SELECTED EXCERPT

##########

Single by C. C. Catch

from the album Catch the Catch
- B-side: "One Night's Not Enough"
- Released: January 20, 1986
- Recorded: 1985
- Genre: Eurodisco; synth-pop;
- Length: 3:30 (7" version) 4:55 (12" Maxi-Version)
- Label: Hansa; Ariola;
- Songwriter: Dieter Bohlen
- Producer: Dieter Bohlen

C. C. Catch singles chronology
| "I Can Lose My Heart Tonight" (1985) | "'Cause You Are Young" (1986) | "Strangers by Night" (1986) |

= 'Cause You Are Young =

1986 song by C.C. Catch

"'Cause You Are Young" is the second
single by C. C. Catch, released on January 20, 1986, by Hansa. The song was produced by German producer Dieter Bohlen of the duo Modern Talking. It was the second single from C. C. Catch's debut album Catch the Catch, released in 1986.

##########

ENTRIES PROVIDED

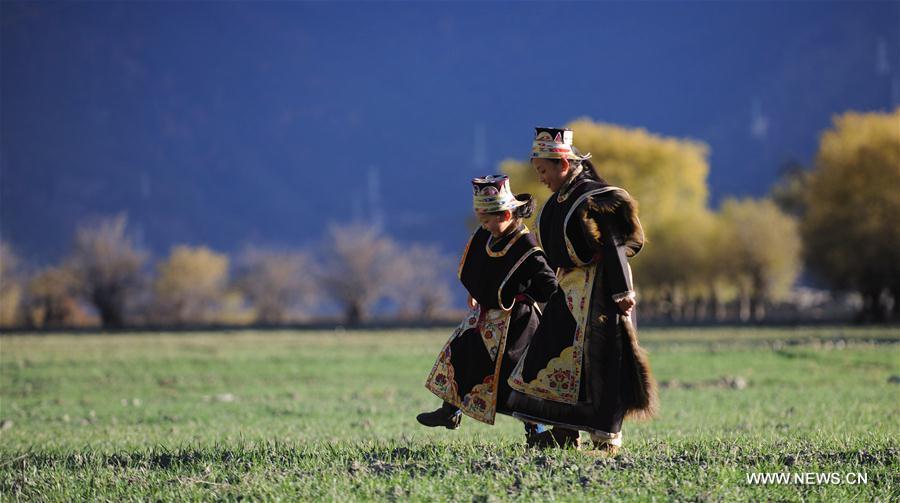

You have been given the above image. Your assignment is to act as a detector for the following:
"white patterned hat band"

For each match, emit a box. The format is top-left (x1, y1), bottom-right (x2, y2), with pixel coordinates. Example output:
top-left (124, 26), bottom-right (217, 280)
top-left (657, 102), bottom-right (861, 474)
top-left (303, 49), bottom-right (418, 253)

top-left (531, 127), bottom-right (591, 161)
top-left (472, 175), bottom-right (525, 213)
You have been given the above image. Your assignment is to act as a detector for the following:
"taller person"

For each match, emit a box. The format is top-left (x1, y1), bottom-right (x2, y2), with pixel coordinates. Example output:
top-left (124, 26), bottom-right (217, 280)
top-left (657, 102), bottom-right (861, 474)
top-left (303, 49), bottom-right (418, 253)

top-left (509, 128), bottom-right (656, 455)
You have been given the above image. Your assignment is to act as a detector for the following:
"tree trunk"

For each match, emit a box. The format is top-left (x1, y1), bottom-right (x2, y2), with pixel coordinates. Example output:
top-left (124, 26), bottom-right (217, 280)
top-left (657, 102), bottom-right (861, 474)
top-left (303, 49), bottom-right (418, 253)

top-left (345, 302), bottom-right (364, 327)
top-left (739, 288), bottom-right (752, 322)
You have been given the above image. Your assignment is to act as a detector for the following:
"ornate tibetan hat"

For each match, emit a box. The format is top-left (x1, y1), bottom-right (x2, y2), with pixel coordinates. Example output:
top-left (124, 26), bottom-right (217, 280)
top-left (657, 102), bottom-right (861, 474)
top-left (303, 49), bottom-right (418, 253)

top-left (531, 127), bottom-right (591, 161)
top-left (472, 175), bottom-right (530, 213)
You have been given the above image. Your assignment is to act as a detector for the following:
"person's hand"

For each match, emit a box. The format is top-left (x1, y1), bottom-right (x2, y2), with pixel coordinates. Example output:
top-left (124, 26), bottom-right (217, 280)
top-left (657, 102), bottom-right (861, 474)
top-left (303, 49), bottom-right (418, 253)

top-left (616, 297), bottom-right (635, 316)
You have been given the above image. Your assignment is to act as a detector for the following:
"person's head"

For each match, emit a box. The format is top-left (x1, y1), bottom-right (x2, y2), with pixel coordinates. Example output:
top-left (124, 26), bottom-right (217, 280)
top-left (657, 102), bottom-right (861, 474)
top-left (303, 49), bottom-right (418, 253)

top-left (472, 175), bottom-right (534, 237)
top-left (531, 157), bottom-right (572, 192)
top-left (475, 194), bottom-right (534, 237)
top-left (531, 128), bottom-right (603, 192)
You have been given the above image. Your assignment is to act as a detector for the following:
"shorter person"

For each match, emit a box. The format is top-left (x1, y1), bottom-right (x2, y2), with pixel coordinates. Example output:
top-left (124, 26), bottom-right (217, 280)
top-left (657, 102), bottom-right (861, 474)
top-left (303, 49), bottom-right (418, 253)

top-left (416, 175), bottom-right (557, 435)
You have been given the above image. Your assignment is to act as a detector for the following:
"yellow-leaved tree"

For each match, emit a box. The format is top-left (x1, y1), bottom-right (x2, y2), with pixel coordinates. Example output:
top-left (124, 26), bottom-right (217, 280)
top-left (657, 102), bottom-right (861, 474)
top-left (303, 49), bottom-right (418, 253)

top-left (719, 199), bottom-right (801, 321)
top-left (801, 108), bottom-right (900, 321)
top-left (153, 246), bottom-right (228, 324)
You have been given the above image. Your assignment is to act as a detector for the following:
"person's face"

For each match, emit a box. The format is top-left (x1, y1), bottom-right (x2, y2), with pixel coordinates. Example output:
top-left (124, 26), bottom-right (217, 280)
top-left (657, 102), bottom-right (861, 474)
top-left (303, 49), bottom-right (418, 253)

top-left (531, 158), bottom-right (569, 192)
top-left (475, 211), bottom-right (512, 238)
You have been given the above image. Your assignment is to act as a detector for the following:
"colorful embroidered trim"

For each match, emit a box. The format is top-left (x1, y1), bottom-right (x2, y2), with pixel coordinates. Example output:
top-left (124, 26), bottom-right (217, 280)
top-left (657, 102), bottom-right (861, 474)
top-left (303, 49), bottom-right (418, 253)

top-left (508, 267), bottom-right (597, 404)
top-left (497, 246), bottom-right (543, 311)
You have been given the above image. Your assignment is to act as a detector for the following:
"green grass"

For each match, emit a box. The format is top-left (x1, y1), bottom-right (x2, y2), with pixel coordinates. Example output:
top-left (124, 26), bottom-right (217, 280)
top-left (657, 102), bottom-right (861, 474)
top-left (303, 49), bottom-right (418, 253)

top-left (0, 328), bottom-right (900, 501)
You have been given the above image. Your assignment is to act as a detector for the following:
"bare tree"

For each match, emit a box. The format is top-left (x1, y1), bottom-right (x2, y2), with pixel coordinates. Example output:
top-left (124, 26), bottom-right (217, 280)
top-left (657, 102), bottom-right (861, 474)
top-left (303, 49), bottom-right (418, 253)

top-left (153, 246), bottom-right (228, 325)
top-left (67, 214), bottom-right (147, 327)
top-left (235, 247), bottom-right (316, 325)
top-left (0, 242), bottom-right (23, 326)
top-left (318, 224), bottom-right (402, 325)
top-left (391, 244), bottom-right (454, 320)
top-left (27, 267), bottom-right (84, 327)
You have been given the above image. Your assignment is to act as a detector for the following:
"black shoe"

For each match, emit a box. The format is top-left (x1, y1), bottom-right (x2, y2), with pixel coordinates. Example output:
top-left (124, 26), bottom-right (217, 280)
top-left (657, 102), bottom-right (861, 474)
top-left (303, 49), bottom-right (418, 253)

top-left (416, 405), bottom-right (462, 430)
top-left (525, 427), bottom-right (580, 449)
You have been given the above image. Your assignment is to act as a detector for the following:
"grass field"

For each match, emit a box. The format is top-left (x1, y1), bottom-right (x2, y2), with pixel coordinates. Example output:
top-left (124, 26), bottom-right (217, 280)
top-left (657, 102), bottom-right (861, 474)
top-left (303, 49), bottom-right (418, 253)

top-left (0, 328), bottom-right (900, 501)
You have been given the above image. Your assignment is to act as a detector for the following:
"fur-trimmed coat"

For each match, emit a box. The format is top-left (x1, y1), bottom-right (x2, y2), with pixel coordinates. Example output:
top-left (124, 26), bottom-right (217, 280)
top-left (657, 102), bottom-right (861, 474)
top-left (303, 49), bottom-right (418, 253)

top-left (509, 175), bottom-right (657, 433)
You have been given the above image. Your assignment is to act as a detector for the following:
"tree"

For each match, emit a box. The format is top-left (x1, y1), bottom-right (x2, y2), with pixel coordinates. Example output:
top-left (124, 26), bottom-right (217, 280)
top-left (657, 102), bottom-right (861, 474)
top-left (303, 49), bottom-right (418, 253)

top-left (318, 223), bottom-right (403, 325)
top-left (721, 199), bottom-right (801, 321)
top-left (28, 267), bottom-right (84, 327)
top-left (153, 246), bottom-right (228, 324)
top-left (392, 245), bottom-right (454, 320)
top-left (802, 108), bottom-right (900, 321)
top-left (67, 214), bottom-right (147, 328)
top-left (501, 119), bottom-right (714, 318)
top-left (235, 248), bottom-right (317, 324)
top-left (0, 242), bottom-right (23, 327)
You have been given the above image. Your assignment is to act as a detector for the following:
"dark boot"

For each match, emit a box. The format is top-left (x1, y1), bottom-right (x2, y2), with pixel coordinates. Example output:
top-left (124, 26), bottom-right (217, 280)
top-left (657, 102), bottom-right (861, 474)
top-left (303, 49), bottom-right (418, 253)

top-left (416, 402), bottom-right (462, 430)
top-left (525, 427), bottom-right (579, 449)
top-left (550, 426), bottom-right (581, 449)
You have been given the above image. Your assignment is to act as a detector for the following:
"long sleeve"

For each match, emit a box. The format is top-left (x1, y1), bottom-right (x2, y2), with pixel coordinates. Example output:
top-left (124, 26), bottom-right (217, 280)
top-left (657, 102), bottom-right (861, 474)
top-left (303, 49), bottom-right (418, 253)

top-left (502, 253), bottom-right (558, 305)
top-left (599, 218), bottom-right (634, 302)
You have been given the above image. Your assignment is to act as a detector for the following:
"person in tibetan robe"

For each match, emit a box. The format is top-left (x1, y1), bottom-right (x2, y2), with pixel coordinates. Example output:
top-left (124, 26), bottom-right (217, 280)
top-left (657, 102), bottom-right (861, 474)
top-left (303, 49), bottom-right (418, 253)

top-left (509, 128), bottom-right (656, 455)
top-left (416, 175), bottom-right (557, 435)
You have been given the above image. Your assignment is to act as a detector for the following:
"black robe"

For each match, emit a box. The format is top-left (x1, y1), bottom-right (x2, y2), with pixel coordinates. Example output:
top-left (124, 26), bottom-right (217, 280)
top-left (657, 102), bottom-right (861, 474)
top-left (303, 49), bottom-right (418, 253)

top-left (426, 226), bottom-right (556, 424)
top-left (507, 174), bottom-right (655, 434)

##########

SET PROBLEM
Echo word for word everything in the song entry from "- Label: Hansa;" down to "released in 1986.". Work from the song entry alone, not from the data.

SOLUTION FOR THIS PROBLEM
- Label: Hansa; Ariola;
- Songwriter: Dieter Bohlen
- Producer: Dieter Bohlen

C. C. Catch singles chronology
| "I Can Lose My Heart Tonight" (1985) | "'Cause You Are Young" (1986) | "Strangers by Night" (1986) |

= 'Cause You Are Young =

1986 song by C.C. Catch

"'Cause You Are Young" is the second
single by C. C. Catch, released on January 20, 1986, by Hansa. The song was produced by German producer Dieter Bohlen of the duo Modern Talking. It was the second single from C. C. Catch's debut album Catch the Catch, released in 1986.